+++ Task material

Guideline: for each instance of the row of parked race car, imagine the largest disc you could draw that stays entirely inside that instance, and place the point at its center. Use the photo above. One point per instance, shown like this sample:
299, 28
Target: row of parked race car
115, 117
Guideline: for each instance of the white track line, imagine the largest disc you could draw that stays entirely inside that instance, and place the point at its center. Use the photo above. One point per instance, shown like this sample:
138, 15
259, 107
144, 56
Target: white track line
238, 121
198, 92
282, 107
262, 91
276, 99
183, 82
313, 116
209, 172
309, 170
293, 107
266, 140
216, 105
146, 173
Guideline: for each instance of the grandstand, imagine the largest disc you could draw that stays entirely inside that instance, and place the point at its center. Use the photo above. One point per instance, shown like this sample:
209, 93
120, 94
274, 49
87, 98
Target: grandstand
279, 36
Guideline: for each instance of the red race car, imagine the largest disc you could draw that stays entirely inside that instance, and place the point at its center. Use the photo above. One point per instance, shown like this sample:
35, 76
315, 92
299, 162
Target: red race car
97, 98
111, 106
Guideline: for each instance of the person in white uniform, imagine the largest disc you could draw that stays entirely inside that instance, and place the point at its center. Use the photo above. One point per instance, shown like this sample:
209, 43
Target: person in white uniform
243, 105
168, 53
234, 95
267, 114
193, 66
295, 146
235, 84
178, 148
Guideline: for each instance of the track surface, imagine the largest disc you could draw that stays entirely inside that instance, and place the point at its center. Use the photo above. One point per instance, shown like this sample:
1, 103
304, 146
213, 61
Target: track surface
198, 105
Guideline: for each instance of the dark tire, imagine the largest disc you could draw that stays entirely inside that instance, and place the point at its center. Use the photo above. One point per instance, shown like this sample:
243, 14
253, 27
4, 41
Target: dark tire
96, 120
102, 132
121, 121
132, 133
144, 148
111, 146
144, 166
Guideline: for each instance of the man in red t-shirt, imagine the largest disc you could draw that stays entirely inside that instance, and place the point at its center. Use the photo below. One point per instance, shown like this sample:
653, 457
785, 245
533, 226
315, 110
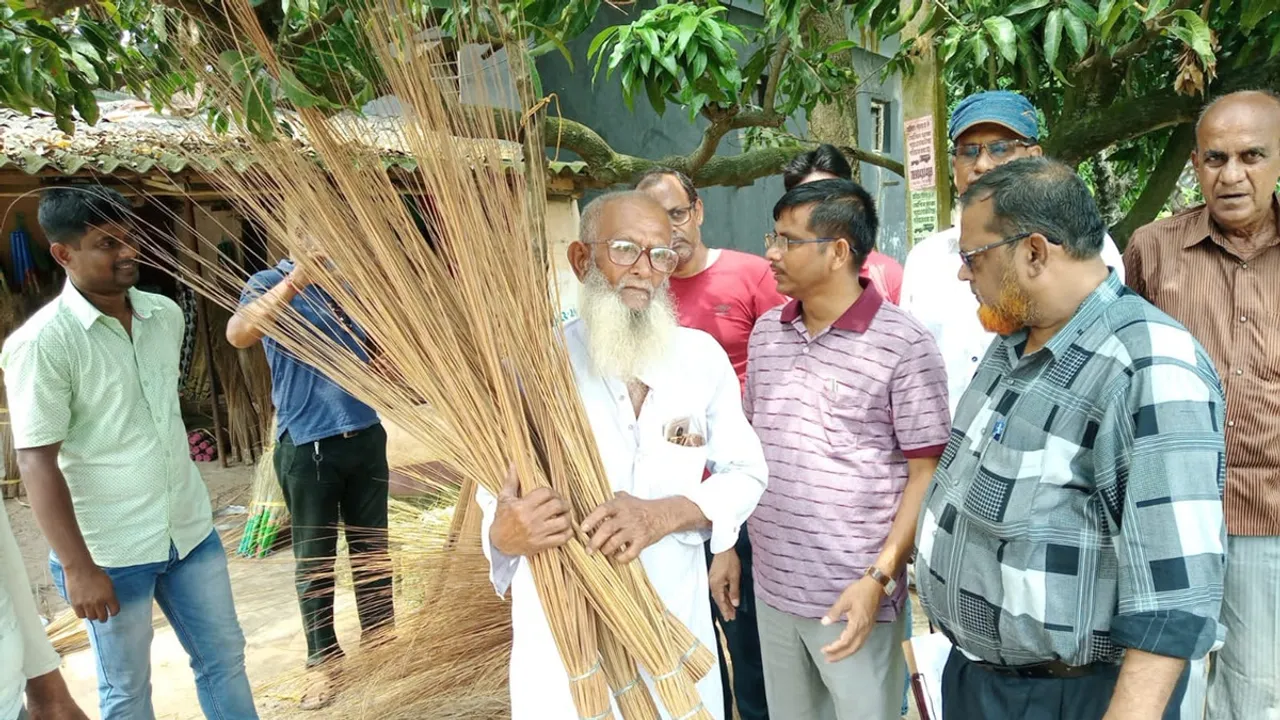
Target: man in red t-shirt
827, 162
721, 292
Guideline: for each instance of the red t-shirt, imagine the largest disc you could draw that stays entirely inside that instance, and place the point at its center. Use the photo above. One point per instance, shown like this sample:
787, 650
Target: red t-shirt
885, 273
725, 300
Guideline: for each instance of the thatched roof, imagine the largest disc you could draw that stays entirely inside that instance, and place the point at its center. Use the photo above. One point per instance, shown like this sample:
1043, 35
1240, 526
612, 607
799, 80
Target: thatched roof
132, 139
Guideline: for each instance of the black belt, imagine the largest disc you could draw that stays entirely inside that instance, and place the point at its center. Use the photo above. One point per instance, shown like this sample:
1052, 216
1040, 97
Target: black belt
348, 434
1042, 670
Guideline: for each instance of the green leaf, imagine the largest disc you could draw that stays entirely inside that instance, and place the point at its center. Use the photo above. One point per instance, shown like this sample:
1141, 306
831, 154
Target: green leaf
668, 63
1201, 39
1025, 7
840, 46
297, 94
650, 40
257, 108
599, 40
158, 22
26, 72
1153, 9
85, 67
688, 27
1253, 12
656, 96
48, 32
85, 48
1105, 8
1084, 10
1002, 33
979, 49
86, 105
1111, 17
1052, 35
1078, 33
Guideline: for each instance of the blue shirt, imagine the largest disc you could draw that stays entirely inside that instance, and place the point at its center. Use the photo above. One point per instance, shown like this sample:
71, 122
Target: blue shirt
307, 405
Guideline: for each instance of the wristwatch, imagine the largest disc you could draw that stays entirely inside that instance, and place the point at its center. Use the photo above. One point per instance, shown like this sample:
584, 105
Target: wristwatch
890, 584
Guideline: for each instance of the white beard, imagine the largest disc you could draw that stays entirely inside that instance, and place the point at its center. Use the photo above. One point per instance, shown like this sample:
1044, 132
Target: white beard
622, 342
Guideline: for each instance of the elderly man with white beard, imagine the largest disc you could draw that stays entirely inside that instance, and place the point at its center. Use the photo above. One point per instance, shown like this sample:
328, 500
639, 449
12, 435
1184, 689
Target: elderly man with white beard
643, 381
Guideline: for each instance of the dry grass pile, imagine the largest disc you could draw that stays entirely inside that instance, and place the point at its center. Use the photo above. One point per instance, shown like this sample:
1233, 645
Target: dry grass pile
462, 320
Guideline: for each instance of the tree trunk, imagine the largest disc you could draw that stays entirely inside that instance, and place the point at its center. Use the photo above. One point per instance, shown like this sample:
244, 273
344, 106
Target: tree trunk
1107, 190
835, 119
1160, 183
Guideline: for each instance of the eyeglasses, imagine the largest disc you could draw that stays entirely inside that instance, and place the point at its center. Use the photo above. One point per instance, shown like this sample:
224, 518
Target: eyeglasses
626, 254
999, 150
968, 255
680, 215
773, 240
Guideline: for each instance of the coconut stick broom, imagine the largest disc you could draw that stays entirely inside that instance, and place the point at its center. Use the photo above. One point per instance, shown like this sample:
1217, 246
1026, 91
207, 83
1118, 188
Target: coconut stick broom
464, 322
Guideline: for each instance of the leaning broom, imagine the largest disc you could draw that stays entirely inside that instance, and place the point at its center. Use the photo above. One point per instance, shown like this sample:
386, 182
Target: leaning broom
465, 324
268, 516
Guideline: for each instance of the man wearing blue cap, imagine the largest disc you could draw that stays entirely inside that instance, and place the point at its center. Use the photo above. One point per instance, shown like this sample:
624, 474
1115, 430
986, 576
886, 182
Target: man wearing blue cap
987, 130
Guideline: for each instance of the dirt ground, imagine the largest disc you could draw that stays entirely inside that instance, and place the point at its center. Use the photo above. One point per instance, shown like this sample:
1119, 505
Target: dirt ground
264, 600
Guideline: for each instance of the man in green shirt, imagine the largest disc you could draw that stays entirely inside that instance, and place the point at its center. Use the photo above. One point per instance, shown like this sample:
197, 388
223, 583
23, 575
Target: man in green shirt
92, 382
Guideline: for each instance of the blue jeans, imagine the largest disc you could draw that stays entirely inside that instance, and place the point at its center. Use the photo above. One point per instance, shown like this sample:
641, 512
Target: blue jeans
195, 595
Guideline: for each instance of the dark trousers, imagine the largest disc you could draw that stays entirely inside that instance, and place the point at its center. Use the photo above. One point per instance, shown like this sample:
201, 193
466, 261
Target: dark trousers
338, 479
744, 645
970, 692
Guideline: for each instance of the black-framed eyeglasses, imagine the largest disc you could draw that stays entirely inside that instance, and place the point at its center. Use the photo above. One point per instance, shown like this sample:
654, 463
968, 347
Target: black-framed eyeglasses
775, 241
999, 150
626, 254
968, 255
680, 215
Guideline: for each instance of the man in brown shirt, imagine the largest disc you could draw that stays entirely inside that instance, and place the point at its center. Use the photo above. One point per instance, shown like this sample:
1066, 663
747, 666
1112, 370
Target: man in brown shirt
1216, 269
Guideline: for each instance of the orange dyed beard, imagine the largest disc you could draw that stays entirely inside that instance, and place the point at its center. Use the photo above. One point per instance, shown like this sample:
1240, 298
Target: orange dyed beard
1011, 310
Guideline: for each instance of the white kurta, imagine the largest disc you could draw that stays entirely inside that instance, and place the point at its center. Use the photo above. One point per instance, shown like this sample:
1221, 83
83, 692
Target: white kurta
693, 381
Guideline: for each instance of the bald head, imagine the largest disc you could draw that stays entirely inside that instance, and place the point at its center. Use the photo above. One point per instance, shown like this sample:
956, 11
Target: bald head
1238, 160
1249, 101
617, 236
590, 223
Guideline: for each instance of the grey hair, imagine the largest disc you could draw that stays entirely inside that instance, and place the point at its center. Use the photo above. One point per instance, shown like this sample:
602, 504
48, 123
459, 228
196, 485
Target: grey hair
1264, 91
589, 223
1043, 196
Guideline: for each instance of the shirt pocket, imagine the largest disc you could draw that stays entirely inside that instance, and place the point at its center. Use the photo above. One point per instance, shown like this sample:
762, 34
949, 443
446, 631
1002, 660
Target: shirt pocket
675, 469
844, 411
1008, 478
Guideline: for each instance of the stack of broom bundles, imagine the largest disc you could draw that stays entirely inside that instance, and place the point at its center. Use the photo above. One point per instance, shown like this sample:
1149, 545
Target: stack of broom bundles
464, 323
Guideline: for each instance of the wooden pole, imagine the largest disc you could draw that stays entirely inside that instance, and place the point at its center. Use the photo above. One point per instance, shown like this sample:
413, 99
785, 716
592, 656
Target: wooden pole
188, 235
924, 114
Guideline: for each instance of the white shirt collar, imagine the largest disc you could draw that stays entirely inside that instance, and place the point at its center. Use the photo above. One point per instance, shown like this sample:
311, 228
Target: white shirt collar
87, 314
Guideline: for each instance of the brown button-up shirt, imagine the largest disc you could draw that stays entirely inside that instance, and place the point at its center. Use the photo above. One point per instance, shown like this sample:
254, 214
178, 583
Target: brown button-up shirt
1229, 299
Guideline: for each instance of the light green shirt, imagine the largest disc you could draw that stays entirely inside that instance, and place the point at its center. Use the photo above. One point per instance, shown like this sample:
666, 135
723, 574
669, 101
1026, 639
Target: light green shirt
76, 377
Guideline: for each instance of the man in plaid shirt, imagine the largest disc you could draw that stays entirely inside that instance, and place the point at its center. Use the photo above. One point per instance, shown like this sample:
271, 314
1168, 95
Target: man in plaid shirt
1072, 541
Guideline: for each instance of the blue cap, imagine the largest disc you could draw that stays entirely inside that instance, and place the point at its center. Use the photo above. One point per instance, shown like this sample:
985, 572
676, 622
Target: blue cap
997, 106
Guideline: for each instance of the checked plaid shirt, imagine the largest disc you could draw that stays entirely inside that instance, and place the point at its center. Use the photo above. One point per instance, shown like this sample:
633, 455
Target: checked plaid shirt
1078, 506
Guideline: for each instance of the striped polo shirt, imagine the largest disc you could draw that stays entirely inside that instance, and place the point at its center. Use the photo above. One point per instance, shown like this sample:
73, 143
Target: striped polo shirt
839, 414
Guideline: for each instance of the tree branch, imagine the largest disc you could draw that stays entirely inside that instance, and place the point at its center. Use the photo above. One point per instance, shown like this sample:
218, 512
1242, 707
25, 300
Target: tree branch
315, 31
1136, 46
1083, 133
780, 55
1160, 183
607, 167
722, 122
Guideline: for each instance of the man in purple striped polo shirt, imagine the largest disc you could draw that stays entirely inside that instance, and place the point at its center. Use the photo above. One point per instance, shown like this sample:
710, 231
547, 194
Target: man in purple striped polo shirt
849, 396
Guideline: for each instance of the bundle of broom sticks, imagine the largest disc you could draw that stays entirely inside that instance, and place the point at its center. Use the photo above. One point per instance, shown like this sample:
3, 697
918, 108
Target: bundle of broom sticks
462, 320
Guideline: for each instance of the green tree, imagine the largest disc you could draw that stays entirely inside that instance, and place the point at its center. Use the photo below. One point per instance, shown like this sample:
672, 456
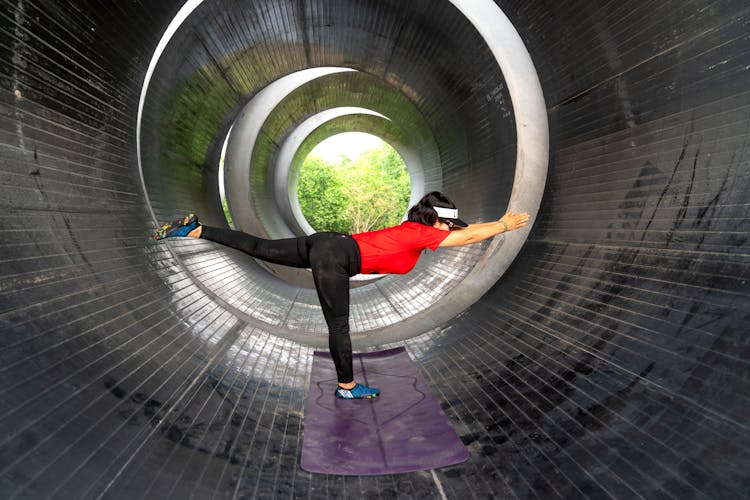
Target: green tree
352, 196
320, 196
377, 189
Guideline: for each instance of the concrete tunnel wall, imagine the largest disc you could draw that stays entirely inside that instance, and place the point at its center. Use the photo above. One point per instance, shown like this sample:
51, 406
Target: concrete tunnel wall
610, 360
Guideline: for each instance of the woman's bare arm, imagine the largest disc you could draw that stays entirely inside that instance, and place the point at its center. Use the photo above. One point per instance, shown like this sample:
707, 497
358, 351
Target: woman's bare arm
479, 232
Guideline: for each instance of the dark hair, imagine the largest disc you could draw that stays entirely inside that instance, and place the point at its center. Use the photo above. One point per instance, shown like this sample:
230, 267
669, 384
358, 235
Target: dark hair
424, 213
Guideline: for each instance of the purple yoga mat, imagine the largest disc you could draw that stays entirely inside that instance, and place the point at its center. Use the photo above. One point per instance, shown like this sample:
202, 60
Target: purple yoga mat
403, 430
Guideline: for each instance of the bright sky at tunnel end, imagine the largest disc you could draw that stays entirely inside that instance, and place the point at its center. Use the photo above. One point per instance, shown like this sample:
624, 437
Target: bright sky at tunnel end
350, 144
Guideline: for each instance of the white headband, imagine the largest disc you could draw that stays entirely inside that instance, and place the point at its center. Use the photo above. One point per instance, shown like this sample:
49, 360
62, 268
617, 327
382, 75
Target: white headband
446, 213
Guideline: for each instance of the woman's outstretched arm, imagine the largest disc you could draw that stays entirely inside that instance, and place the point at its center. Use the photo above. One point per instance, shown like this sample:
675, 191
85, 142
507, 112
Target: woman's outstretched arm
479, 232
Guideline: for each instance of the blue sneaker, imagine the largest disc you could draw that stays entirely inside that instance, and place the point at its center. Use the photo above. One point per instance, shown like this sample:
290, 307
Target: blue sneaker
179, 227
359, 391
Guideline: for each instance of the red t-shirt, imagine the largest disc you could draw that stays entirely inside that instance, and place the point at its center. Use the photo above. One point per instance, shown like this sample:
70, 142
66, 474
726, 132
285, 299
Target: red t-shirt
396, 249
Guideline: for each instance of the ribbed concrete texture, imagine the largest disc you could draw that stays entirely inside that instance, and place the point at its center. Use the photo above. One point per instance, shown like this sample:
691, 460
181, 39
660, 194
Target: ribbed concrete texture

++++++

§ **Description of the task**: Print the line containing "Guideline: for each instance of the ribbed" and every line after it to the end of the records above, exactly as written, and nothing else.

§ **Finished exercise**:
Guideline: for each instance of the ribbed concrete texture, imagine the largest disc you could draw that stays entirely inside that instance, and place the point at its center. Use the photo above. One point per instance, shown like this sample:
691, 460
181, 39
660, 194
Target: ribbed concrete texture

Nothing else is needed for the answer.